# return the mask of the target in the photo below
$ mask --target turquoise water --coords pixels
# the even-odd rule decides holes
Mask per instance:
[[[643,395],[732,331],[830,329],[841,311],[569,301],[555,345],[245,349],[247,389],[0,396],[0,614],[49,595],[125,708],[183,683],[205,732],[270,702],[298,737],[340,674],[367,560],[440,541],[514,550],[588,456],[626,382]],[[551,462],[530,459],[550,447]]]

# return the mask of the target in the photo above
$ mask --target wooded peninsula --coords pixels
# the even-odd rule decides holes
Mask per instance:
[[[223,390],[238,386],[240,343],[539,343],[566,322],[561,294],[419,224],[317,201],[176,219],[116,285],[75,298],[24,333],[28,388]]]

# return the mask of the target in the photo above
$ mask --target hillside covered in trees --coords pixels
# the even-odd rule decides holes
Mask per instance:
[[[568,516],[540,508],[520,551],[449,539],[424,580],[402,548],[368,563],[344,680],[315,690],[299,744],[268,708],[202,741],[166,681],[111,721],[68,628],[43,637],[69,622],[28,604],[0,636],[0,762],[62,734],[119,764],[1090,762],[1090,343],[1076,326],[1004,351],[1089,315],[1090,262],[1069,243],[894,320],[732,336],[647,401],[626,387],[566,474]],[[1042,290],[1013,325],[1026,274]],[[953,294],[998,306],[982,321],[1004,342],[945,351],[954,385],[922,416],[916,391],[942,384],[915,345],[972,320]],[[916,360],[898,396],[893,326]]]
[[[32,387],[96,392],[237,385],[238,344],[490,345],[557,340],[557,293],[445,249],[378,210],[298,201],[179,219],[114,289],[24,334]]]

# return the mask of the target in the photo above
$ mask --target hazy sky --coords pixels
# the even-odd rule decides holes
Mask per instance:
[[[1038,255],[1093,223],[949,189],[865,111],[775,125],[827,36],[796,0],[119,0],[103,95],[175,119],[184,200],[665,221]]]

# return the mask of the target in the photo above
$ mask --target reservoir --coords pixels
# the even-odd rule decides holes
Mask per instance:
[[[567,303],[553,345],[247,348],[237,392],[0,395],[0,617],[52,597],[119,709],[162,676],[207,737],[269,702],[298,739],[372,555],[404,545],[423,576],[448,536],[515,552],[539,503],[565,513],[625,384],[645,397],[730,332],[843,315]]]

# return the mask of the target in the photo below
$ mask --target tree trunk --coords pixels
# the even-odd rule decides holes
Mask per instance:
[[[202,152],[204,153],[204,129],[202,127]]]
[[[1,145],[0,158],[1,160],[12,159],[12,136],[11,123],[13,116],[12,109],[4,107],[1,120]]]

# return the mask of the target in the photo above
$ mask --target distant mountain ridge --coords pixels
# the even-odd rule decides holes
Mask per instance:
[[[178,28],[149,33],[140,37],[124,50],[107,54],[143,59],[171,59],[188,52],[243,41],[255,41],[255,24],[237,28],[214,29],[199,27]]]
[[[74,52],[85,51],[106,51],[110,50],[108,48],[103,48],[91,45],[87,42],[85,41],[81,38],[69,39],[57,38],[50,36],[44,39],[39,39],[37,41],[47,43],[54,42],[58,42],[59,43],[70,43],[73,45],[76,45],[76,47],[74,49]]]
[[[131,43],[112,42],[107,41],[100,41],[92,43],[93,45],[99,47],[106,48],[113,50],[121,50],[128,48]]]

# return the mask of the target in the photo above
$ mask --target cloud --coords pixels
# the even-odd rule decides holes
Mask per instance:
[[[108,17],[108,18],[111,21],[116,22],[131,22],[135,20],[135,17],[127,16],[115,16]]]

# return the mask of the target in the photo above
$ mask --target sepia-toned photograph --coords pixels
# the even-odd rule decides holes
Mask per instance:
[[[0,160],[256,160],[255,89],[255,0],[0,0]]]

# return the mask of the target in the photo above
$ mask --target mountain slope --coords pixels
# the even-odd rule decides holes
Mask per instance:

★ ★ ★

*The task*
How many lines in the entries above contain the string "coords"? Reply with the number alone.

*Solution below*
10